== Available records ==
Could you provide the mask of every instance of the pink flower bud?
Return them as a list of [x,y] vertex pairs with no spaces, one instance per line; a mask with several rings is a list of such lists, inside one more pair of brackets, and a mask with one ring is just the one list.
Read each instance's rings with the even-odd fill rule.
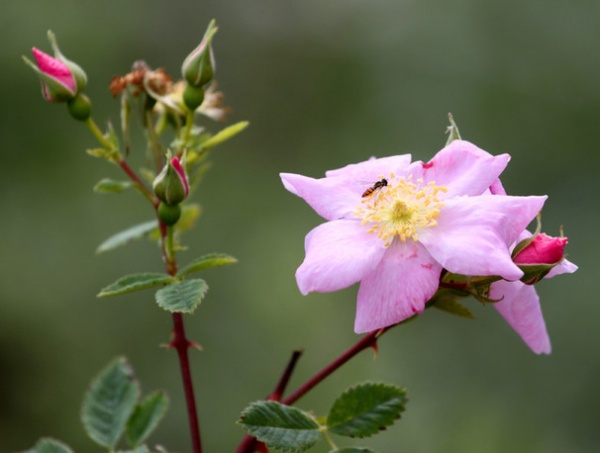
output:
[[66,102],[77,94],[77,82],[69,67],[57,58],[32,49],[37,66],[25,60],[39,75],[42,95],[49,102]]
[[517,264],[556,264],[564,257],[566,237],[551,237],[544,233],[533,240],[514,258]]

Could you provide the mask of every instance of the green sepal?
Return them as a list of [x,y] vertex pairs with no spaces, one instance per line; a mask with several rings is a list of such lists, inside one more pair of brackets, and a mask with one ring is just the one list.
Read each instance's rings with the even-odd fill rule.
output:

== Task instructions ==
Reprint the listing above verbatim but drop the images.

== Output of the exercise ==
Could you provide the mask of every instance of the pink flower bud?
Return them as a list of [x,y] vertex pairs with no spaces, one instance per line; a mask with several rings is a list of such lists, inside one more pair of brackets, and a mask with one ring is just the one list.
Read each instance's rings with the even-odd fill rule.
output:
[[66,102],[77,94],[77,82],[69,67],[57,58],[32,49],[37,66],[25,60],[39,75],[42,95],[49,102]]
[[517,264],[556,264],[564,257],[566,237],[551,237],[544,233],[533,240],[514,258]]

Could you provide the mask of every instance of the green sepal?
Return them as a list of [x,y] vertex pairs with no spaces, one instance per line; a mask with several rings is a list of such lists, inside one more pair of brackets, and a mask with one ring is just the one list.
Read each instance's rings with the even-odd fill rule.
output:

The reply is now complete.